(Data items)
# # # # #
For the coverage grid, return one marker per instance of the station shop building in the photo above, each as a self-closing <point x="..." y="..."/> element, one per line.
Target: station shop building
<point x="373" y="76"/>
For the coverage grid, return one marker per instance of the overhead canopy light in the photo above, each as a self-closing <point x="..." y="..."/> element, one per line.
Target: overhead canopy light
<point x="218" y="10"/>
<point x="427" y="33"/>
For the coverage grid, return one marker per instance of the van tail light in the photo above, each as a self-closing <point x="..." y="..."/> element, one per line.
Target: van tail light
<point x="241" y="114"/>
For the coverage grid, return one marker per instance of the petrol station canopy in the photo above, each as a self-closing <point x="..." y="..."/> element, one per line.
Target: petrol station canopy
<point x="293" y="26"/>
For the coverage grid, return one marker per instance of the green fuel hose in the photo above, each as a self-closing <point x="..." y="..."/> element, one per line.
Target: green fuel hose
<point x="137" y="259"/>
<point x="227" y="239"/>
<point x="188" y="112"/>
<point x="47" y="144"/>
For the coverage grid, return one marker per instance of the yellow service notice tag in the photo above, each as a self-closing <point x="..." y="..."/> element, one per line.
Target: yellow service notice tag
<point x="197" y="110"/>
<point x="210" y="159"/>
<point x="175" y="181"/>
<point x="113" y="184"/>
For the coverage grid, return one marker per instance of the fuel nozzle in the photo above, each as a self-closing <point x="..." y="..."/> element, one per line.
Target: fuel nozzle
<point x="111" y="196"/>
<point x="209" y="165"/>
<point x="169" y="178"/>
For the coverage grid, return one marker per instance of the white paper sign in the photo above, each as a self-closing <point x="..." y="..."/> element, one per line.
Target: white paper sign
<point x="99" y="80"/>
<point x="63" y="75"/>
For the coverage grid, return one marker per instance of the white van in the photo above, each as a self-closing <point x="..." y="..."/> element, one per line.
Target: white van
# # # # #
WHAT IS REQUIRED
Go through the data and copy each line exactly as it was written.

RESULT OF THIS EXERCISE
For the coverage grid, return one marker per instance of the station shop building in the photo above, each as a self-closing <point x="..." y="..."/> element, one per line.
Target: station shop building
<point x="373" y="76"/>
For the coverage grid, return one marker per instance of the overhead canopy light in the photo above, each as a self-closing <point x="..." y="..."/> element, one per line.
Target: overhead canopy light
<point x="218" y="10"/>
<point x="427" y="33"/>
For the coverage grid, return one marker per instance of the van tail light in the photo above, each as a self-closing <point x="..." y="..."/> element, one per line.
Target: van tail light
<point x="241" y="114"/>
For the coverage grid, return one marker per instance of the petrol station canopy in the photo above, each as a self-closing <point x="..." y="..."/> element, one per line.
Target: petrol station canopy
<point x="293" y="26"/>
For the coverage grid, return one marker per instance of the green fuel hose in the photo above, each as a self-closing <point x="..." y="..."/> element, one per line.
Target: green fuel hose
<point x="137" y="259"/>
<point x="227" y="239"/>
<point x="188" y="112"/>
<point x="47" y="144"/>
For the coverage grid, return one marker per instance of the yellow service notice tag in the photo above, each as a self-closing <point x="..." y="..."/> element, one per line.
Target: yellow service notice tag
<point x="197" y="110"/>
<point x="210" y="159"/>
<point x="175" y="181"/>
<point x="113" y="184"/>
For the coverage grid, return one marker per instance of the fuel nozzle in the photo above, each as a self-closing <point x="..." y="..."/> element, one per line.
Target: fuel nozzle
<point x="111" y="196"/>
<point x="209" y="165"/>
<point x="169" y="178"/>
For the coverage grid, return one marker per instance of the white paper sign in the photo above, each as a self-closing <point x="..." y="..."/> element, one per line.
Target: white paper sign
<point x="99" y="80"/>
<point x="63" y="75"/>
For the coverage grid, return one marker per instance of the white van in the photo above, each as a self-closing <point x="..." y="..."/> element, one per line.
Target: white van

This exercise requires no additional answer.